» **SOURCE DATA**:
============================================================
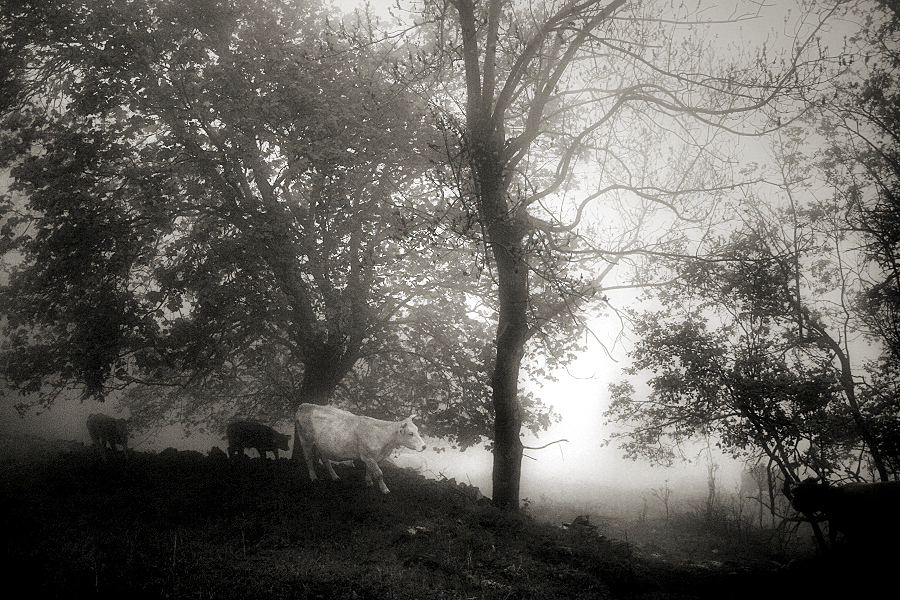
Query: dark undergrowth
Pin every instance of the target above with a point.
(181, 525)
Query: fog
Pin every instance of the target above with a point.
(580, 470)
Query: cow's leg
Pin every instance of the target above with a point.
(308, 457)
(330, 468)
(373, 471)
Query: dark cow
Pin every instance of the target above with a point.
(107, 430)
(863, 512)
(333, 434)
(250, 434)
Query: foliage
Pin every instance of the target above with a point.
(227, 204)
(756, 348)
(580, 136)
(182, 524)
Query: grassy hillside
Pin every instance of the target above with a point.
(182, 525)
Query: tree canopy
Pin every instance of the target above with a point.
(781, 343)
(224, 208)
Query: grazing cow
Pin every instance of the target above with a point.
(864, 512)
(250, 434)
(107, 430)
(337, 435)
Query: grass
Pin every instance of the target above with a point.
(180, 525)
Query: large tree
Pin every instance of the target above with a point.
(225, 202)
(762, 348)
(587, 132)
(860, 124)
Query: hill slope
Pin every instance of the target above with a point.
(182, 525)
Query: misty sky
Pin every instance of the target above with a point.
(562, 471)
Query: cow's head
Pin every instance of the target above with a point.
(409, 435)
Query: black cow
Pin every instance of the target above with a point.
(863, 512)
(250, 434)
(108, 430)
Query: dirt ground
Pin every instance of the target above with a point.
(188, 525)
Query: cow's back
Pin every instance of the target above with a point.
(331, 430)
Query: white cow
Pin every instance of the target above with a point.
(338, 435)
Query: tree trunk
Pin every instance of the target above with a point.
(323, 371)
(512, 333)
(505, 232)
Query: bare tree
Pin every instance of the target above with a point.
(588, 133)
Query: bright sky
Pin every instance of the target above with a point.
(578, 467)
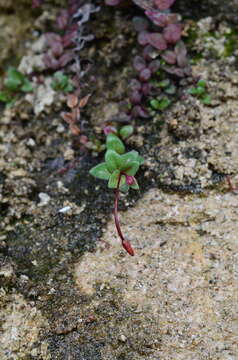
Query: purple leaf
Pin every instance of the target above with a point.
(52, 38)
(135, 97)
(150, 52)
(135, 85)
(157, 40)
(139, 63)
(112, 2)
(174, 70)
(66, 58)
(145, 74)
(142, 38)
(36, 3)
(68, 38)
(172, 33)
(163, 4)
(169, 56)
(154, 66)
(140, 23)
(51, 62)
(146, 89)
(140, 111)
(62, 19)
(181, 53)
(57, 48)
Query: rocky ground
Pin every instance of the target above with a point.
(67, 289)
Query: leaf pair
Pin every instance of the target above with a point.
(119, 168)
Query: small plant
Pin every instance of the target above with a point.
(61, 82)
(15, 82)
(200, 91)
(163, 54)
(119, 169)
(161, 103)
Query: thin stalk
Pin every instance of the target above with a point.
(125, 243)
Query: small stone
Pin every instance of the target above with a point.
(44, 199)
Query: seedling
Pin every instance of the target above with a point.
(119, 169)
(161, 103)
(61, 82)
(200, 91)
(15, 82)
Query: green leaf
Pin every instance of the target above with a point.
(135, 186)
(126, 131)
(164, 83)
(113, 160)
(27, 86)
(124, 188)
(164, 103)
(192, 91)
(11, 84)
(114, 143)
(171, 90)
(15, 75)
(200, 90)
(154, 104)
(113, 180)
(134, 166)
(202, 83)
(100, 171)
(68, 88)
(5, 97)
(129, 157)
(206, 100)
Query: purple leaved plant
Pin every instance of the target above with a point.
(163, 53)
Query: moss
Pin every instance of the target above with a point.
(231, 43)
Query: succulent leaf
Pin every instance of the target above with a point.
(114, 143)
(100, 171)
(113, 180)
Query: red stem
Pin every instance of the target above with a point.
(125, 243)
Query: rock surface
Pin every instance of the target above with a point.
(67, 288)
============================================================
» **DIRECTIONS**: Lines from the entries that contain the word "ground" are what the answer must hold.

» **SOLUTION TO THIS PROBLEM**:
Query: dirt ground
Query: rocky ground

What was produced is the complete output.